Texto.
As vidas atrás do balcão

 

Lia agora Os Sofrimentos do Jovem Werther (nem eu imaginava que um dia leria, mas, enfim, tenho motivos para tal e este fato com os pensamentos e atos de ontem renderão um post) e encontrei, entre tantas frases e parágrafos contundentes: “Aliás, nesse mundo, não é fácil compreendermos uns aos outros.” e já antes de começar a ler o clássico eu havia colocado na pauta do blog o post de hoje (que foi atropelado pelo do Capitão Phillips).

O jovem Werther, pasmem, e eu somos muito – muito – parecidos. Pensamos e nos sentimos da mesma forma sobre tantas e tantas coisas. Tenho no sangue a tendência às fortes emoções e a sofrer mais dos males do coração do que do corpo. Já muitos atestados de óbitos da família poderiam vir com “tristeza” como causa mortis. Quando Werther descreve o encanto pelo lugar que ele escolheu para viver consigo compreendê-lo perfeitamente. Neste lugar ele encontra pessoas “simples”, pessoas que trabalham, que não têm sobrenomes pomposos nem títulos, nem instrução. A cena do irmão de quatro anos que segura um bebê enquanto esperam a mãe, assim como a conversa com o moço que conserta o arado são exemplos disso. Sim, poderia ser apontado como a superioridade de alguém que olha para um desvalido – mas não me parece o caso.

Queria falar disso… de olhar os outros. Tenho colecionado histórias, fatos, tenho observado há um longo tempo na minha vida as pessoas que me cercam. Não falo das pessoas que conheço – muitas vezes dessas não quero nem saber se continuam vivas. Falo dessas pessoas das quais não sabemos os nomes, pessoas que nos servem, nos atendem, fazem serviços que garantem nossa segurança e a limpeza dos lugares que frequentamos. Não me venha dizer que você sabe o nome da moça que limpa o andar do prédio onde você trabalha. Não sei se é coisa “dos dias de hoje”, se é o individualismo capitalista ou qualquer bobagem semelhante – duvido que seja. As pessoas não olham umas as outras, não é mesmo?

Em muitos casos me sinto constrangida. Não sei, por exemplo, mandar nas pessoas, dar ordens, exigir. Quantas vezes você já foi grosso com a atendente de telemarketing da tua empresa de telefonia? Quantas e quantas vezes vejo pessoas reclamando de terem sido mal atendidas nesta ou naquela loja? Em contrapartida, quantas vezes você já fez mal o seu serviço?

Para ser mais clara, vou citar umas cenas que já presenciei.

(Lista de dados)
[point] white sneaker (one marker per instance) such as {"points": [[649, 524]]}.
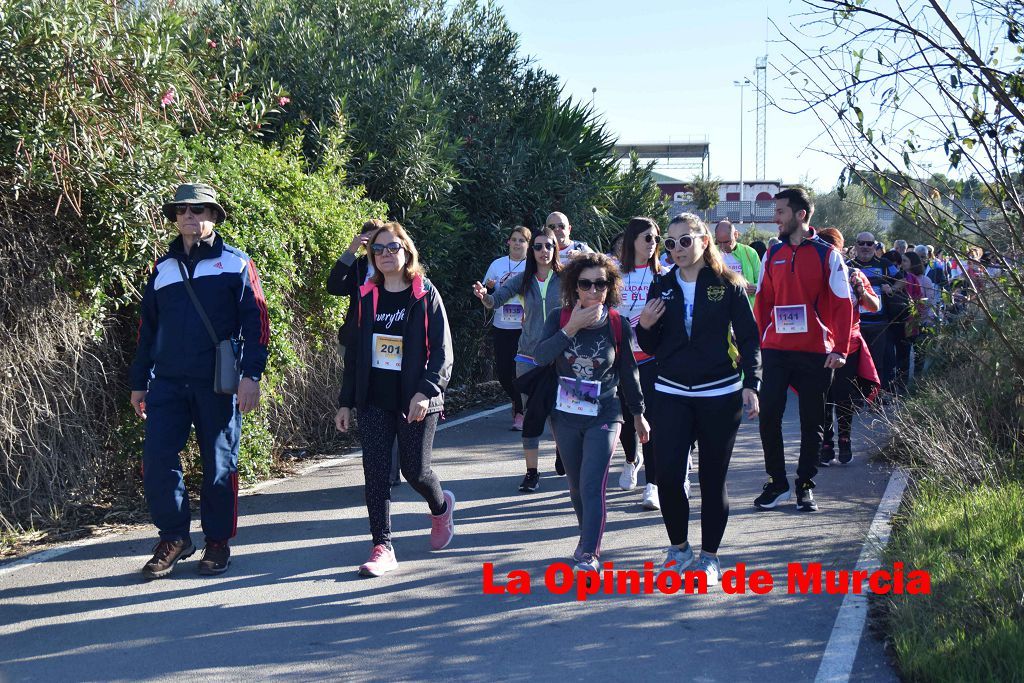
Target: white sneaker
{"points": [[712, 567], [650, 501], [628, 479]]}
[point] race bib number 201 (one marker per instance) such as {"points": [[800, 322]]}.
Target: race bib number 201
{"points": [[387, 352], [791, 319]]}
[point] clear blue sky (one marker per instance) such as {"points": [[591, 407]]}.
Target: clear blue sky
{"points": [[665, 70]]}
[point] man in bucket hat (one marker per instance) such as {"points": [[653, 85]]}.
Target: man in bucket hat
{"points": [[172, 378]]}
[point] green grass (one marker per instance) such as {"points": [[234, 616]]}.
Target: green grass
{"points": [[971, 627]]}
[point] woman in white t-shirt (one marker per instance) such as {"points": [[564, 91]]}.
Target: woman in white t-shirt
{"points": [[640, 266], [508, 317]]}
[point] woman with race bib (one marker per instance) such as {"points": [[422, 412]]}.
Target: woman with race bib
{"points": [[590, 345], [507, 323], [704, 382], [538, 286], [640, 267], [397, 366]]}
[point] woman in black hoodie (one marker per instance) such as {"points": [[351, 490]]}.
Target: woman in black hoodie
{"points": [[698, 324], [397, 366]]}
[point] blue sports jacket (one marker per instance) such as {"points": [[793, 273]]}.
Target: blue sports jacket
{"points": [[173, 343]]}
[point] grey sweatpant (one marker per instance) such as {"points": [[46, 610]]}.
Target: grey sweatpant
{"points": [[586, 446]]}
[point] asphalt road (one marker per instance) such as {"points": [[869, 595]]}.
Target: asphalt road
{"points": [[292, 606]]}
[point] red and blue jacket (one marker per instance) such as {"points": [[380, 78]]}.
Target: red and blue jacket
{"points": [[803, 300], [173, 343], [427, 354]]}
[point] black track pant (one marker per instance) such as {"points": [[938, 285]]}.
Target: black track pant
{"points": [[506, 346], [713, 422], [807, 374], [843, 397], [628, 437], [416, 441]]}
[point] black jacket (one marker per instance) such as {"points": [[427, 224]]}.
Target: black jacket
{"points": [[346, 278], [721, 311], [427, 355]]}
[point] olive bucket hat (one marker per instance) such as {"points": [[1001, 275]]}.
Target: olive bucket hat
{"points": [[194, 194]]}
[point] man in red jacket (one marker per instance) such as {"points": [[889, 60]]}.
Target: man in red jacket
{"points": [[804, 312]]}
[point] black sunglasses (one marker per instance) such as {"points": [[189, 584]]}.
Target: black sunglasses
{"points": [[683, 242], [392, 248], [587, 285]]}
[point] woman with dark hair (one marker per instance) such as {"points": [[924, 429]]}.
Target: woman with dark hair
{"points": [[397, 366], [858, 377], [507, 321], [538, 285], [640, 267], [590, 345], [704, 382]]}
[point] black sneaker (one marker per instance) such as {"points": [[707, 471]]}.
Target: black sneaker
{"points": [[805, 499], [165, 555], [216, 557], [845, 452], [530, 482], [772, 495]]}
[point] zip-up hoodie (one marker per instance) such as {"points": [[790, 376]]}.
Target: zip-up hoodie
{"points": [[535, 306], [173, 343], [427, 355], [812, 280], [708, 361]]}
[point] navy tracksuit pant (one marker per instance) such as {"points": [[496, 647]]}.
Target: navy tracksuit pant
{"points": [[172, 408]]}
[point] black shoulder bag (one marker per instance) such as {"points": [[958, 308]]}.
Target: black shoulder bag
{"points": [[226, 371]]}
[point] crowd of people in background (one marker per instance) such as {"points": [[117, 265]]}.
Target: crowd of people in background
{"points": [[662, 351]]}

Instrução escrita 1. No texto sobre as vidas atrás do balcão, reescreva o trecho que começa com as palavras que contêm "Lia agora Os" e termina com "do Capitão Phillips).". Troque "clássico" por "livro".
Instrução escrita 2. Retome o texto sobre as vidas atrás do balcão a partir do ponto em que ele para.

Resposta correta 1.
Lia agora Os Sofrimentos do Jovem Werther (nem eu imaginava que um dia leria, mas, enfim, tenho motivos para tal e este fato com os pensamentos e atos de ontem renderão um post) e encontrei, entre tantas frases e parágrafos contundentes: “Aliás, nesse mundo, não é fácil compreendermos uns aos outros.” e já antes de começar a ler o livro eu havia colocado na pauta do blog o post de hoje (que foi atropelado pelo do Capitão Phillips).

Resposta correta 2.
Vinha caminhando pela avenida mais movimentada da cidade, numa viagem, final de tarde. Em frente a um banco, um moço e uma moça uniformizados varriam a larga calçada.

– Ó só isso. Ó. – ela fala e aponta com a vassoura para que o rapaz veja do que ela fala.

Eu me viro para olhar também.

– Isso aí é porque a mãe dele não varre, né. – responde o rapaz ao ver um bom punhado de papel picadinho bem picadinho espalhado pela calçada.

Fiquei ali pensando… nem sei se a mãe dele (ou dela) ou ele mesmo não varre. Mas, definitivamente, ele ou ela não pensou que alguém teria que varrer aquilo que ele poderia simplesmente ter jogado no lixo.

Estava na beira do mar, já há dias procurando um vendedor de algodão doce e barquilha quando finalmente naquele dia surge um. Ele faz propaganda, diz que foi feita na hora pois havia vendido tudo de manhã, voltara para fazer mais e poder voltar para a praia para vender.

Conversa vai, conversa vem, eis a história dele: ele mora em Curitiba, vende barquilha lá pelo Jardim Botânico, e há dez anos aluga uma meia água em Barra Velha para vir vender na praia durante dois meses. Lá vende a quatro reais, aqui a dois. Só de imposto para a prefeitura para conseguir a licença (ele mostra a camiseta) são duzentos reais. Explica como elas são feitas, num processo que dura três horas. A pele tostada de sol. Diz que vale a pena, mas que é cansativo, ficam longe da família e tal.

Sim, eu converso com as pessoas. Tenho, ainda, uma baita dificuldade com isso. Contudo, umas idas e vindas me fizeram até apreciar e desejar isso. Se eu não falasse com ele, teria apenas tirado uma nota de dez reais, escolhido minhas barquilhas e nem olhado na cara dele. E não é assim que acontece quase sempre?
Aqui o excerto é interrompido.